— START —

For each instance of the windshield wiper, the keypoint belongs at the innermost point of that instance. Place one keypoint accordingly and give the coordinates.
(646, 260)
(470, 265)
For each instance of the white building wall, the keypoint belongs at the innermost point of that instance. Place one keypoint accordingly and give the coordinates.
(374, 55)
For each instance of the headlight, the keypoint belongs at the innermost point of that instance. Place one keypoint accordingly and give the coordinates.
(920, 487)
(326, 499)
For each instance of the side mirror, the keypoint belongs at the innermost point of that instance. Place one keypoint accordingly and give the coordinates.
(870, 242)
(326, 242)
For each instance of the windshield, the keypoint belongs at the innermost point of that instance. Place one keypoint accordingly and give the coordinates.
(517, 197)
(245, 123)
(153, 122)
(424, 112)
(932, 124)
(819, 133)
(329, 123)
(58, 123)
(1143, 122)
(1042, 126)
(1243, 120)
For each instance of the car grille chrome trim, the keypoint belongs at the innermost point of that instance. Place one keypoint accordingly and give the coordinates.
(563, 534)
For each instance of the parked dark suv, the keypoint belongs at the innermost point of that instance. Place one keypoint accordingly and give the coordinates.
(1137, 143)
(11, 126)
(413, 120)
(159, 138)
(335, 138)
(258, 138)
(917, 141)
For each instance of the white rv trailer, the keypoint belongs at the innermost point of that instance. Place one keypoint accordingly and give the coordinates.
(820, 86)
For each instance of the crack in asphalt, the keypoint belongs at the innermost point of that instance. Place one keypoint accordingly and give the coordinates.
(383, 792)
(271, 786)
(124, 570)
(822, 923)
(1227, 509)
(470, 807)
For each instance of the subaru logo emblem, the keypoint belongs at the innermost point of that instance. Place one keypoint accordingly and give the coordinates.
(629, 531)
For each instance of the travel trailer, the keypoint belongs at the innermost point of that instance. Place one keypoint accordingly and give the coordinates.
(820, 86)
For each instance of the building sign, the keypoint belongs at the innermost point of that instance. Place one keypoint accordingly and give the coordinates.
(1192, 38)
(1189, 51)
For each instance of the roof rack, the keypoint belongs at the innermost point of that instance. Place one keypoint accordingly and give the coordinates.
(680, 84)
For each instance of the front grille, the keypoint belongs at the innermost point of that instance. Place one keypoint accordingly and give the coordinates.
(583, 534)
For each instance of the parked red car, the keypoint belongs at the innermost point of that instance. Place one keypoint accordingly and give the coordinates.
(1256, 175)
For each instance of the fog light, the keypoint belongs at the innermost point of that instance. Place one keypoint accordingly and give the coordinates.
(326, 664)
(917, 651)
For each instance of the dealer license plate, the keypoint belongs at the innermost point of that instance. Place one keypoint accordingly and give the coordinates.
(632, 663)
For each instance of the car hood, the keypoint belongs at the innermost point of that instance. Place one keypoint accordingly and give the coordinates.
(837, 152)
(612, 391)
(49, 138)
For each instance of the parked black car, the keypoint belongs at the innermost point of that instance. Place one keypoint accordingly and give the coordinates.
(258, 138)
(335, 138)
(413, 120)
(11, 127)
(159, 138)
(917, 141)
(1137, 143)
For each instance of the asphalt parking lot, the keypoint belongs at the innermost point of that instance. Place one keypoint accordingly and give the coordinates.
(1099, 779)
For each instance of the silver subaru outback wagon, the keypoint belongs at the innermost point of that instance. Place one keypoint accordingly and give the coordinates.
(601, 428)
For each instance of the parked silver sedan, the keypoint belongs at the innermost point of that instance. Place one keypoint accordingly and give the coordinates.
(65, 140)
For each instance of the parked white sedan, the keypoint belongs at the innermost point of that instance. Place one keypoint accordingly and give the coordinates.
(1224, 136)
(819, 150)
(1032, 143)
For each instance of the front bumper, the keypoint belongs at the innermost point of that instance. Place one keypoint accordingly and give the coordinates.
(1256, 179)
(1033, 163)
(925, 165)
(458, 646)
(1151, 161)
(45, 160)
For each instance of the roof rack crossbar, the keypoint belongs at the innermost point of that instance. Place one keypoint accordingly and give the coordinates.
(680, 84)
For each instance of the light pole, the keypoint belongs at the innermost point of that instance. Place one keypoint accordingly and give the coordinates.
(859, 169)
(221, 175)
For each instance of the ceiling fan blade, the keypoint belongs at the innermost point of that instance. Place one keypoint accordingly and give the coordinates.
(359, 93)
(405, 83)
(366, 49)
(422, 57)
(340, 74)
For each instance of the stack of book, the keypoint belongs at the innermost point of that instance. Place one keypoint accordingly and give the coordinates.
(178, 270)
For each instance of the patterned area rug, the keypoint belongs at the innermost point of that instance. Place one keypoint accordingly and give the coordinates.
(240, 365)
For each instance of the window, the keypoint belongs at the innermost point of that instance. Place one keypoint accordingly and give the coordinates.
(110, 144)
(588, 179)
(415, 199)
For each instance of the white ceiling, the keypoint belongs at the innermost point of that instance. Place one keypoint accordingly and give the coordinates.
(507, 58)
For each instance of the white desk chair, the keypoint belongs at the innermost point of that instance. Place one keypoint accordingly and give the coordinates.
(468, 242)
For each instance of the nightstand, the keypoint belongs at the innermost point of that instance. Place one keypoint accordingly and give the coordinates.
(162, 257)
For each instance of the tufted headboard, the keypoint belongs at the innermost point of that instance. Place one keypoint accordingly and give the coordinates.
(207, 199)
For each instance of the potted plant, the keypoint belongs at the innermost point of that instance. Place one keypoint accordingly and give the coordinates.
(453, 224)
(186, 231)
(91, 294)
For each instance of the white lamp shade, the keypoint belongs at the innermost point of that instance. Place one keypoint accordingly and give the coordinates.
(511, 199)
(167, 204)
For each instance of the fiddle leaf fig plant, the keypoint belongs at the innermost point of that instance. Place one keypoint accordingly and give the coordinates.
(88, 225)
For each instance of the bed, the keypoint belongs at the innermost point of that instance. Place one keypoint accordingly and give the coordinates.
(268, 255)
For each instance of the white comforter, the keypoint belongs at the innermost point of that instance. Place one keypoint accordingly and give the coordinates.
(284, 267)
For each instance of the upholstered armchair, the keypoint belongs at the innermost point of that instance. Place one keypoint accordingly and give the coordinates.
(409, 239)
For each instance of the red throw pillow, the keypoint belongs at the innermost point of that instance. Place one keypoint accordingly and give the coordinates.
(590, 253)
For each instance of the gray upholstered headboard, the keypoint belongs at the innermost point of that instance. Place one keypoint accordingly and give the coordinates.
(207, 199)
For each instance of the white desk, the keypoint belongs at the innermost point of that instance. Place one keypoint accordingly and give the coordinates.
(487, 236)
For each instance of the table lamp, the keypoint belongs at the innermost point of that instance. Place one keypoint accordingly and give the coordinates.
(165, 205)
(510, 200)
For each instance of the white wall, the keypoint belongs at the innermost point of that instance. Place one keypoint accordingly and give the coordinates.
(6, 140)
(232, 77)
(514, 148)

— END —

• **Short problem**
Rewrite every one of the records above with "innermost" changed to "most central" and nothing else altered.

• **Reply to the exercise**
For each instance of the windshield wiper, the keypoint belongs at the most central point of that instance. Place one keypoint accordingly and give the coordinates.
(646, 260)
(470, 265)
For each instance of the white building wall, the keypoint belongs at the most central point of that instance. Place one keypoint accordingly and give the coordinates.
(374, 55)
For each instance of the headlight, the keypoint belongs at the most central point of that instance. Place one keypoint accordingly and give the coordinates.
(920, 487)
(326, 499)
For each instance of the side mirror, the keypoint belongs at the most central point of that instance. Place one keypoint accordingly and give the coordinates.
(870, 242)
(326, 242)
For each instance of the windshield, the keypoint belongs at the most central point of that instance. Place one keypoint accordingly and give the coordinates.
(517, 197)
(245, 123)
(153, 122)
(424, 112)
(932, 124)
(819, 133)
(329, 123)
(58, 123)
(1143, 122)
(1042, 126)
(1243, 120)
For each instance of the car grille chrome trim, the keypoint belongs at the most central point of that instance. Place one keypoint accordingly and give the coordinates.
(563, 534)
For each instance of the parked dark suv, the keypoint belongs at the most central point of that instance. Place one keypoint accordingly and give the coordinates.
(1137, 143)
(11, 126)
(413, 120)
(159, 138)
(335, 138)
(258, 138)
(917, 141)
For each instance of the white rv trailer, the keypoint belongs at the most central point of that instance. Place one keypoint accordingly and give the coordinates.
(820, 86)
For each instance of the crack in asphalt, the keypoint belongs at the most central point of that instance. Place one keypoint accordingly and give the coordinates.
(383, 792)
(271, 786)
(124, 570)
(822, 923)
(1227, 509)
(470, 807)
For each instance of the subaru logo emblem, the keypoint belongs at the most central point of that instance. Place one keypoint accordingly and give the coordinates.
(629, 531)
For each instance of the travel trailer, the keypoint belongs at the most central point of that instance. Place one keypoint accordingly and give the coordinates.
(820, 86)
For each instance of the building sign, the keypoint belongs at the most central point of that instance. Place one keypoint accordingly and give the coordinates.
(1192, 38)
(1189, 51)
For each instance of the roof rack, the keypoint belongs at the most central point of that instance. Place one keypoint accordingly and give the coordinates.
(680, 84)
For each instance of the front grille, the keypoint belongs at the most central point of that instance. Place one keypoint accordingly and give the coordinates.
(583, 534)
For each instance of the parked red car, the keypoint belongs at the most central point of that instance. Place one keypoint accordingly and give the coordinates.
(1256, 175)
For each instance of the fog light, the keypoint belongs at the most central point of that instance. Place one keypoint accordingly and give the coordinates.
(326, 664)
(917, 651)
For each instance of the dealer license plate, the keypoint belongs at the most central point of that instance. Place one keypoint accordingly and give the coordinates.
(632, 663)
For each instance of the car hood, the keypoint belongs at the most central point of that instance. Place one keypoint accordingly and give the coordinates.
(837, 152)
(612, 391)
(49, 138)
For each instance of the parked black car, the keypoint belongs at the most central point of that instance. Place one keypoint accordingly and give the coordinates.
(258, 138)
(335, 138)
(413, 120)
(11, 127)
(159, 138)
(917, 141)
(1137, 143)
For each instance of the asphalt parking lot, the keypoint belongs at the most central point of that instance. Place one keypoint accordingly and give the coordinates.
(1099, 779)
For each instance of the silver subaru outback wagon, the keypoint belongs at the most central point of that instance. Place one keypoint accordingly and give the coordinates.
(601, 428)
For each instance of the parked silver sedan, the keypoint belongs at the most central point of that instance. Place one keypoint accordingly and give the coordinates.
(65, 140)
For each instance of the parked white sedan, the keypoint belongs at the most central point of that instance. Place one keypoint accordingly and give the coordinates.
(1224, 136)
(819, 150)
(1032, 143)
For each instance of the front bumper, the keypoint belongs at the most central point of that instance. Place one keypoint accordingly and give the coordinates.
(1256, 179)
(1033, 163)
(925, 165)
(458, 646)
(1151, 161)
(45, 160)
For each instance of the roof rack crossbar, the keypoint belongs at the most central point of that instance. Place one keypoint accordingly and give the coordinates.
(680, 84)
For each instance of the light pole, the keypoint belongs at the most central point of that instance. Place one keypoint accordingly and give the coordinates.
(859, 169)
(221, 175)
For each instance of the ceiling fan blade, the keypoint belongs at the most central point of that instance. Place one keypoint accordingly and give the coordinates.
(359, 93)
(405, 83)
(366, 49)
(422, 57)
(340, 74)
For each instance of the stack of book, the keypoint belongs at the most central point of that instance. Place one keypoint accordingly and give the coordinates.
(178, 270)
For each instance of the patterned area rug, the keypoint belongs at the most central point of that instance. Place one keypoint accordingly and give the coordinates.
(240, 365)
For each instance of the window, the keypoint belongs at the most central point of that instance. Place one keypoint accordingly and give the coordinates.
(110, 144)
(588, 179)
(415, 199)
For each instance of the white ceiling, the keypoint belongs at the most central point of that instance. Place one keypoint accordingly and give the coordinates.
(507, 58)
For each instance of the white desk chair, the keypoint belongs at the most central point of that instance. Place one keypoint accordingly and give the coordinates.
(468, 242)
For each instance of the nightstand, the keypoint belongs at the most central point of that instance. Place one keypoint accordingly and give the coordinates.
(162, 257)
For each instance of the tufted headboard, the keypoint belongs at the most central point of that instance. Place one keypoint accordingly and give the coordinates.
(207, 199)
For each instance of the potted plant, the keypoint belongs at the most central point of that instance. Place one keypoint accordingly and give the coordinates.
(453, 224)
(186, 231)
(91, 294)
For each instance of the white lamp shade, the keypoint belongs at the most central point of that instance. Place one keypoint accordingly and give the coordinates.
(511, 199)
(167, 204)
For each instance of the fiddle leaf fig plant, the keypoint belongs at the most central point of that instance. Place one keypoint accordingly and give the coordinates.
(88, 225)
For each instance of the bed, the keypoint belongs at the most central point of that instance. Place one keypoint accordingly and give the coordinates.
(268, 255)
For each instance of the white comforter, the keypoint belongs at the most central point of that instance. Place one keypoint accordingly and give the coordinates.
(284, 267)
For each instance of the upholstered armchair, the keypoint belongs at the most central point of that instance. Place one keypoint accordingly and give the coordinates.
(409, 239)
For each instance of the red throw pillow, the keypoint belongs at the most central point of that instance. Place one keypoint accordingly and give the coordinates.
(590, 253)
For each instance of the gray upholstered headboard, the keypoint belongs at the most central point of that instance. Place one keypoint accordingly and give the coordinates.
(207, 199)
For each instance of the white desk, the keypoint belongs at the most central point of that instance. Place one keypoint accordingly and give the coordinates.
(487, 236)
For each instance of the table lamp, the keypoint belongs at the most central point of that instance. Place one keypoint accordingly and give the coordinates.
(165, 205)
(510, 200)
For each instance of the white wall, the keypoint belongs at the most central point of that instance. Place one keypoint accordingly and give the coordinates.
(6, 140)
(232, 77)
(514, 148)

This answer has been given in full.